• WHAT NEEDS TO BE DONE
I'd like the entire listing output verbatim, apart from the pictures.
------ SOURCE MATERIAL ------
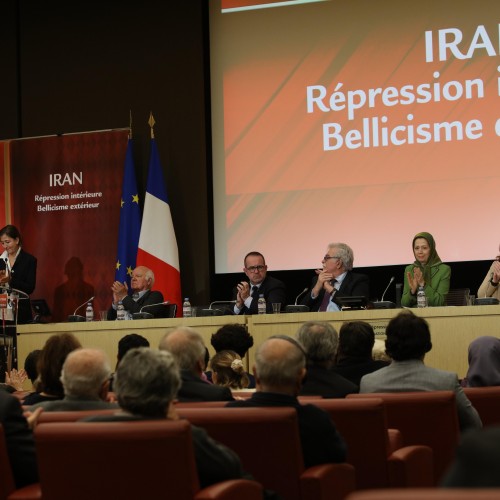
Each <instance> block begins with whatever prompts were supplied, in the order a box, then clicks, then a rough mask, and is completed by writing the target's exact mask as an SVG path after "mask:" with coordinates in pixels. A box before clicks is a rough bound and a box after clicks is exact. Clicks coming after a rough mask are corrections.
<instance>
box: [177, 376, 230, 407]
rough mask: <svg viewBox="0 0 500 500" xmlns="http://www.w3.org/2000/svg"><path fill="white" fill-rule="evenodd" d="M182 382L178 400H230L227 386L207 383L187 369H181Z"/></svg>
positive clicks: (223, 400) (179, 389)
mask: <svg viewBox="0 0 500 500" xmlns="http://www.w3.org/2000/svg"><path fill="white" fill-rule="evenodd" d="M181 379H182V384H181V388H180V389H179V392H178V393H177V399H178V400H179V401H182V402H184V401H232V400H233V395H232V394H231V390H230V389H229V388H228V387H222V386H220V385H214V384H209V383H208V382H205V381H204V380H202V379H201V378H200V377H198V376H197V375H196V374H194V373H192V372H190V371H189V370H181Z"/></svg>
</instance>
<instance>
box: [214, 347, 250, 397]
mask: <svg viewBox="0 0 500 500" xmlns="http://www.w3.org/2000/svg"><path fill="white" fill-rule="evenodd" d="M210 366H211V367H212V382H213V383H214V384H216V385H221V386H223V387H229V388H230V389H231V390H241V389H246V388H247V387H248V385H249V380H248V375H247V374H246V372H245V368H244V366H243V363H242V361H241V358H240V356H239V355H238V354H236V353H235V352H234V351H220V352H218V353H216V354H215V356H214V357H213V358H212V361H211V362H210Z"/></svg>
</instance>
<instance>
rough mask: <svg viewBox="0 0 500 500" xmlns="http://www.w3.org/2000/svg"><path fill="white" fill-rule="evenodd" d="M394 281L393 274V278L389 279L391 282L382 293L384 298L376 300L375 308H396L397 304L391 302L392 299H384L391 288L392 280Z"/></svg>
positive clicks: (374, 308)
mask: <svg viewBox="0 0 500 500" xmlns="http://www.w3.org/2000/svg"><path fill="white" fill-rule="evenodd" d="M393 281H394V276H391V279H390V280H389V283H388V284H387V286H386V287H385V290H384V293H383V294H382V300H380V301H379V300H377V301H376V302H373V308H374V309H395V308H396V304H395V303H394V302H391V301H390V300H384V297H385V294H386V292H387V290H389V287H390V286H391V284H392V282H393Z"/></svg>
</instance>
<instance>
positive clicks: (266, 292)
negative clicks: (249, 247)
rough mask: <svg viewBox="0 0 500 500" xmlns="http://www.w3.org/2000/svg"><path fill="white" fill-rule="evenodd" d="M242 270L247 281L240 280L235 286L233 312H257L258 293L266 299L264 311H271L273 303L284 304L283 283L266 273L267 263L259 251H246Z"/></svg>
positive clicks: (243, 313)
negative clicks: (245, 275)
mask: <svg viewBox="0 0 500 500" xmlns="http://www.w3.org/2000/svg"><path fill="white" fill-rule="evenodd" d="M243 262H244V267H243V272H244V273H245V274H246V275H247V277H248V280H249V281H242V282H241V283H239V284H238V285H237V286H236V289H235V290H234V292H233V298H234V299H236V304H235V305H234V313H235V314H257V302H258V300H259V295H264V298H265V299H266V311H267V312H268V313H272V312H273V304H274V303H280V304H281V307H282V308H284V307H285V305H286V288H285V284H284V283H283V282H282V281H280V280H278V279H276V278H273V277H272V276H268V275H267V265H266V261H265V259H264V256H263V255H262V254H261V253H259V252H250V253H247V254H246V256H245V259H244V261H243Z"/></svg>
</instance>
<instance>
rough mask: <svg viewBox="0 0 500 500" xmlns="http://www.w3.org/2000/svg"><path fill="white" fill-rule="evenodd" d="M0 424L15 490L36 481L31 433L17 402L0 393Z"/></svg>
mask: <svg viewBox="0 0 500 500" xmlns="http://www.w3.org/2000/svg"><path fill="white" fill-rule="evenodd" d="M0 423H1V424H2V426H3V429H4V432H5V440H6V442H7V453H8V455H9V459H10V465H11V467H12V472H13V474H14V481H15V483H16V487H17V488H21V487H22V486H26V485H28V484H32V483H36V482H37V481H38V469H37V463H36V454H35V441H34V440H33V433H32V432H31V430H30V428H29V427H28V422H27V421H26V418H24V415H23V412H22V409H21V405H20V403H19V401H18V400H17V399H16V398H15V397H14V396H11V395H10V394H7V393H6V392H5V391H0Z"/></svg>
------
• RESULT FOR THIS EXERCISE
Each <instance> block begins with whatever prompts were supplied, in the order a box, then clicks, then a rough mask, and is completed by writing the target's exact mask as an SVG path after "mask:" with coordinates in pixels. A box before clicks is a rough bound and a box after clicks is exact. Clicks coming after a rough mask are corrections.
<instance>
box: [177, 376, 230, 407]
rough mask: <svg viewBox="0 0 500 500" xmlns="http://www.w3.org/2000/svg"><path fill="white" fill-rule="evenodd" d="M182 382L178 400H230L227 386L207 383L187 369H181Z"/></svg>
positive clicks: (223, 400) (179, 389)
mask: <svg viewBox="0 0 500 500" xmlns="http://www.w3.org/2000/svg"><path fill="white" fill-rule="evenodd" d="M181 379H182V384H181V388H180V389H179V392H178V393H177V399H178V400H179V401H182V402H184V401H232V400H233V395H232V394H231V390H230V389H229V388H228V387H222V386H220V385H214V384H209V383H208V382H205V381H204V380H202V379H201V378H200V377H198V376H197V375H196V374H194V373H192V372H190V371H189V370H181Z"/></svg>
</instance>
<instance>
box: [214, 347, 250, 397]
mask: <svg viewBox="0 0 500 500" xmlns="http://www.w3.org/2000/svg"><path fill="white" fill-rule="evenodd" d="M210 366H211V367H212V382H213V383H214V384H216V385H221V386H223V387H229V388H230V389H231V390H241V389H246V388H247V387H248V385H249V380H248V375H247V374H246V372H245V368H244V366H243V363H242V361H241V358H240V356H239V355H238V354H236V353H235V352H234V351H220V352H218V353H216V354H215V356H214V357H213V358H212V361H211V362H210Z"/></svg>
</instance>
<instance>
rough mask: <svg viewBox="0 0 500 500" xmlns="http://www.w3.org/2000/svg"><path fill="white" fill-rule="evenodd" d="M394 281L393 274V278L389 279L391 282L382 293L384 298L376 300L375 308H396L397 304L391 302L392 299H384L391 288L392 280Z"/></svg>
positive clicks: (374, 308)
mask: <svg viewBox="0 0 500 500" xmlns="http://www.w3.org/2000/svg"><path fill="white" fill-rule="evenodd" d="M393 281H394V276H391V279H390V280H389V283H388V284H387V286H386V287H385V290H384V293H383V294H382V300H380V301H379V300H377V301H376V302H373V308H374V309H395V308H396V304H395V303H394V302H391V301H390V300H384V297H385V294H386V292H387V290H389V287H390V286H391V284H392V282H393Z"/></svg>
</instance>
<instance>
positive clicks: (266, 292)
negative clicks: (249, 247)
rough mask: <svg viewBox="0 0 500 500" xmlns="http://www.w3.org/2000/svg"><path fill="white" fill-rule="evenodd" d="M242 270L247 281L240 280L235 286L233 312H257L258 293L266 299L264 311H271L273 303L284 304L283 283L266 273L267 263L259 251H246Z"/></svg>
positive clicks: (243, 313)
negative clicks: (245, 275)
mask: <svg viewBox="0 0 500 500" xmlns="http://www.w3.org/2000/svg"><path fill="white" fill-rule="evenodd" d="M243 262H244V267H243V272H244V273H245V274H246V275H247V277H248V280H249V281H242V282H241V283H239V284H238V285H237V286H236V289H235V290H234V292H233V298H234V299H236V304H235V305H234V313H235V314H257V302H258V300H259V295H264V298H265V299H266V311H267V312H268V313H272V312H273V304H274V303H280V304H281V307H282V308H284V307H285V305H286V288H285V284H284V283H283V282H282V281H280V280H278V279H276V278H273V277H272V276H268V275H267V265H266V261H265V259H264V256H263V255H262V254H261V253H259V252H250V253H247V254H246V256H245V259H244V261H243Z"/></svg>
</instance>
<instance>
rough mask: <svg viewBox="0 0 500 500" xmlns="http://www.w3.org/2000/svg"><path fill="white" fill-rule="evenodd" d="M0 424L15 490L36 481L31 433L17 402L0 393Z"/></svg>
mask: <svg viewBox="0 0 500 500" xmlns="http://www.w3.org/2000/svg"><path fill="white" fill-rule="evenodd" d="M0 423H1V424H2V426H3V429H4V432H5V440H6V442H7V453H8V455H9V459H10V465H11V467H12V472H13V474H14V481H15V483H16V487H17V488H21V487H22V486H26V485H28V484H32V483H36V482H37V481H38V469H37V463H36V454H35V441H34V440H33V433H32V432H31V430H30V428H29V427H28V422H27V421H26V418H24V415H23V412H22V409H21V405H20V403H19V401H18V400H17V399H16V398H15V397H14V396H11V395H10V394H7V393H6V392H5V391H0Z"/></svg>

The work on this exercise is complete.